READING PASSAGE section start

Until we change the diction of marriage, though, the rhetoric cannot change. If we do not change the rhetorical constructs we use to refer to marriage and persons in a marriage, then the mentality about marriage will not change. If mentality does not change, individual psychologies will continue to be shaped according to an archaic framework. If this is true, though, that marriage is about love and not about breeding, then why is infertility still grounds for divorce? If marriage is exclusively adjunct to homo-sapiens animal husbandry, then gay marriage makes no sense; if marriage is a union between two humans who love one another, then gay marriage reinforces this notion by taking out of the equation of marriage once and for all the conditions of breeding. Heterosexual marriages that do not produce children for whatever reason, by choice or by biology, are as fruitful as those that are fruitful and multiplicative.
Gay marriage is therefore, and I repeat, marriage liberation. It is not only an issue of gay rights but of women’s right, in as much as it removes women from the yoke of traditional marriage or the contractural obligations in husbandry. The issue of Gay Marriage, being a Human Rights issue, in as much as it is an issue of the right to choose, fosters a broader understanding of everyone’s basic Human Rights. As fore mentioned, Gay Marriage liberates heterosexual marriage, and once and for all, as I will repeat again here, removes the definition of marriage from the legacy of breeding, although certainly not parenting, which it will thus redefine, as it has been redefining it for us in our society for the last quarter century. A redefinition of parenting will also bring about a redefinition of the roles of mother and father; it will have an impact on paternity claims, and child care, especially in places like Family Court. Could we be leaving our Puritanical reflexes behind? I would hope so.
V
I used to think that it was naive of us to expect the mainstream of our society to accept homosexuality coming our of the closet, when heterosexuality had only been out of the closet in our culture for about fifty to sixty years, and poorly received at that by the turns in how popular culture deals with or represents sexuality. You do understand that this is not hyperbole. Sexuality, in our media and popular culture is always in need of being marginalized or of marginalizing itself.
This is changing, but there is still far too many examples of sex and sexuality that point to a collective unconscioous fear of sex and sexuality. This fear in America is repressing our attudes about isues concerning gay marriage, as well as abortion rights. Our notions of personhood are also stunted by this notion of how sex and sexuality is first, fore-mostly and lastly about breeding. Issues concerning the nature of personhood and transgender persons and how they are persons first and last is confused and confounded by this inability on our part socially to deal with sex and sexaulity in a healthy way.
So then, let me then say—no,let me proclaim throughout all the land, and to all the inhabitants thereof—that Gay Marriage is Marriage.
In this way, the truth is tautological.

READING PASSAGE section end
SUPPLIED INFORMATION section start

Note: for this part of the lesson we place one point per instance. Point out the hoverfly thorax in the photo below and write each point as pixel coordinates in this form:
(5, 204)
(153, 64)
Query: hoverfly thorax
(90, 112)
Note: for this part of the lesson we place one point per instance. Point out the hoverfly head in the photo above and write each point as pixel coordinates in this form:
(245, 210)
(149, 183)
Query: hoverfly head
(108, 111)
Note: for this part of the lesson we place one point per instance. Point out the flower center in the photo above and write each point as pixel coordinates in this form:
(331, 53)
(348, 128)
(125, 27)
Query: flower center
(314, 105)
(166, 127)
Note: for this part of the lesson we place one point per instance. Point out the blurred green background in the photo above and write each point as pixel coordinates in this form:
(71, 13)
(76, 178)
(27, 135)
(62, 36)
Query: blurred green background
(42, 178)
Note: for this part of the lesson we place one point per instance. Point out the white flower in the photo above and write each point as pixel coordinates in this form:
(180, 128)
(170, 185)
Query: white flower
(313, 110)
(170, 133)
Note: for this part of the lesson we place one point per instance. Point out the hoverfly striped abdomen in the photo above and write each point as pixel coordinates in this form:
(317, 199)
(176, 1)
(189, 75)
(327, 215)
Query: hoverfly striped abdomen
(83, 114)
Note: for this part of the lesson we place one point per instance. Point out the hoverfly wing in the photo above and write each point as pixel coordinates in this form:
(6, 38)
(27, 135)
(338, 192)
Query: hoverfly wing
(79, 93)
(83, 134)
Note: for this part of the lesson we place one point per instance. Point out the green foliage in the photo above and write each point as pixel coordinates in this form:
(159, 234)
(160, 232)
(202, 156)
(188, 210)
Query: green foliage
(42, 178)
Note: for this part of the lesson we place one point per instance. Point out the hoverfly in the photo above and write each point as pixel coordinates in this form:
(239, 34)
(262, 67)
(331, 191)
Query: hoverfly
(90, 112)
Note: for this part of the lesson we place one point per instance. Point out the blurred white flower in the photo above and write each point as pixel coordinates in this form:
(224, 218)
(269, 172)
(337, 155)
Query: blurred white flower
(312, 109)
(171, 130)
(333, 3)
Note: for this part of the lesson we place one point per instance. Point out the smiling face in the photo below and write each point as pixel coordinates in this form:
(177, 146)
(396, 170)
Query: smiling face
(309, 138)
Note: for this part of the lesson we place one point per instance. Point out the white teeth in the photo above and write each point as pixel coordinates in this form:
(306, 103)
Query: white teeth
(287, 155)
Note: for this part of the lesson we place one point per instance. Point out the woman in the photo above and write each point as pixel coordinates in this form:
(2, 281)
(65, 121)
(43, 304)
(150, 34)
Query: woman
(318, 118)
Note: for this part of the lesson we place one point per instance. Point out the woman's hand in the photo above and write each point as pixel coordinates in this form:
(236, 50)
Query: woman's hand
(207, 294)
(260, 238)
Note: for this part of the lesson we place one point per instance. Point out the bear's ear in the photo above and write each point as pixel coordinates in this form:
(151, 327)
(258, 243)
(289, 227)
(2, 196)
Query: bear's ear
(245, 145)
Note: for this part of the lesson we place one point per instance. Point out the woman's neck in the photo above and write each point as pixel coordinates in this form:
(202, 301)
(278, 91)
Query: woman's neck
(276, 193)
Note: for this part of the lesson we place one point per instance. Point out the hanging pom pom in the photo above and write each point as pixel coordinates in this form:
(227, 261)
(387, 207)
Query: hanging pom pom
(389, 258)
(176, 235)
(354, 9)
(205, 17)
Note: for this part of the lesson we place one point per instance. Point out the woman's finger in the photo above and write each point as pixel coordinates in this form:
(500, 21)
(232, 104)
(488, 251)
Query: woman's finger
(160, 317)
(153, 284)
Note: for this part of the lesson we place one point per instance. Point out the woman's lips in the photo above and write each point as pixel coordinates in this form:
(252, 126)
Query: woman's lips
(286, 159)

SUPPLIED INFORMATION section end
SUPPLIED INFORMATION section start

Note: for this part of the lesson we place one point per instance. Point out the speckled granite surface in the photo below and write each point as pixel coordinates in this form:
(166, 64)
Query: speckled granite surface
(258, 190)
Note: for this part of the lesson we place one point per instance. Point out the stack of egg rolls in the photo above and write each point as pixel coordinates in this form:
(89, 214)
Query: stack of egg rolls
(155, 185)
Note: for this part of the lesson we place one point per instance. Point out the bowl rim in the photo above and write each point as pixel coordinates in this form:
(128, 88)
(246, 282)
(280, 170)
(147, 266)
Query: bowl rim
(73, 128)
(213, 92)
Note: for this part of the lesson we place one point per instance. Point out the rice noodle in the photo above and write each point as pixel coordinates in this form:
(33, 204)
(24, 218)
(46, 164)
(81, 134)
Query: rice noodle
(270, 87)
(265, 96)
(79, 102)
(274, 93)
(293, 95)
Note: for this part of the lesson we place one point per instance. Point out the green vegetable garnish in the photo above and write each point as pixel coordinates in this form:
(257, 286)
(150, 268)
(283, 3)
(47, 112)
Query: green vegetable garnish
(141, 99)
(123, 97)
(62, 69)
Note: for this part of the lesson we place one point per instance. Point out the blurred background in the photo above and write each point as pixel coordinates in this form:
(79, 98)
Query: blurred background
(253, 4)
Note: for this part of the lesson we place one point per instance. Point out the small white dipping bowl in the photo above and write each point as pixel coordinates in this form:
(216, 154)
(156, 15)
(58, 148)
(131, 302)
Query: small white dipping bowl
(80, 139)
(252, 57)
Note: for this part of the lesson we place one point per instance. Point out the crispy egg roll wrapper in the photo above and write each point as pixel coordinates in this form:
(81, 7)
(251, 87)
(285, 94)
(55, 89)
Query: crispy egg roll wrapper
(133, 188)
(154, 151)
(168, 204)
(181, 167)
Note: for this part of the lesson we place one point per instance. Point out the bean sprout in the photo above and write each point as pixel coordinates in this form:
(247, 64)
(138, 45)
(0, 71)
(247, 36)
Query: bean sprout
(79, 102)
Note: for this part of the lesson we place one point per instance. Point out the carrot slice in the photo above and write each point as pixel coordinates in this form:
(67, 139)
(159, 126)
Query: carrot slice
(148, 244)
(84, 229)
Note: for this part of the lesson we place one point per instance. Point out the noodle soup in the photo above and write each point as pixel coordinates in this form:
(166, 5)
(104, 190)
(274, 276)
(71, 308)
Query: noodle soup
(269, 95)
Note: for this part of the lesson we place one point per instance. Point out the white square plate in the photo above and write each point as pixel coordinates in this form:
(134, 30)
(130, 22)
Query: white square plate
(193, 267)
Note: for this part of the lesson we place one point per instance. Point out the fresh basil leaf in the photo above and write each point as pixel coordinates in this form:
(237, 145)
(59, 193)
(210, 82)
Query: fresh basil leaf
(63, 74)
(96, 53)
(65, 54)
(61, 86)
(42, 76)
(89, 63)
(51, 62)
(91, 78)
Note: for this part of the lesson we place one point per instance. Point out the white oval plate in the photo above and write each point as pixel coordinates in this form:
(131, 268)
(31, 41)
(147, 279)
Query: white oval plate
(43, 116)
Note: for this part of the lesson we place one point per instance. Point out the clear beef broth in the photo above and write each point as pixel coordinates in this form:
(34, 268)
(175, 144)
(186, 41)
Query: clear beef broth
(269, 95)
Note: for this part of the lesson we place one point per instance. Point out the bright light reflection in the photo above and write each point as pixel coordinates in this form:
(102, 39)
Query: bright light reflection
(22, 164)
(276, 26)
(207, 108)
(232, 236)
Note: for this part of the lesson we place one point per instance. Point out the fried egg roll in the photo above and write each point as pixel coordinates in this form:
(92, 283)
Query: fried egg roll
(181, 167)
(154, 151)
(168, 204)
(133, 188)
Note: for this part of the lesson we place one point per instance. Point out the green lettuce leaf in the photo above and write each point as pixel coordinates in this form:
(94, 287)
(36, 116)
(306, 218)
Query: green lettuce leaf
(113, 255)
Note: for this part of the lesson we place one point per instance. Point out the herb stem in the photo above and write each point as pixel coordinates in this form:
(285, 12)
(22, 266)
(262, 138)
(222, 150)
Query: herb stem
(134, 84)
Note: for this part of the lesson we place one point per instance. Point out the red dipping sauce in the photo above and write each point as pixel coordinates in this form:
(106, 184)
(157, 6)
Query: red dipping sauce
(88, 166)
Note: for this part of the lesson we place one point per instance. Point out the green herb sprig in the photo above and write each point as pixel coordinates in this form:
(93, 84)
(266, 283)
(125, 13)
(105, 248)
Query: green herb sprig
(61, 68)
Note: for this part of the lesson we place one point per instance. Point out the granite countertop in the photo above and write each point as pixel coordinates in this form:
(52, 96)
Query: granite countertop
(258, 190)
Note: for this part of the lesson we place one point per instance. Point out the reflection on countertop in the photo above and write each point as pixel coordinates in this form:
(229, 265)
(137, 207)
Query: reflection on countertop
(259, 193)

SUPPLIED INFORMATION section end

■ TASK TO COMPLETE ■
Answer these questions from the passage on gay marriage:
(a) What does the passage say is still grounds for divorce?
(b) For about how many years had heterosexuality been out of the closet in our culture?
(c) Besides gay marriage, on what issue does the fear in America repress our attitudes?
These data entries are separate material and have no link to the passage on gay marriage.

■ TASK SOLUTION ■
(a) Infertility
(b) About fifty to sixty years
(c) Abortion rights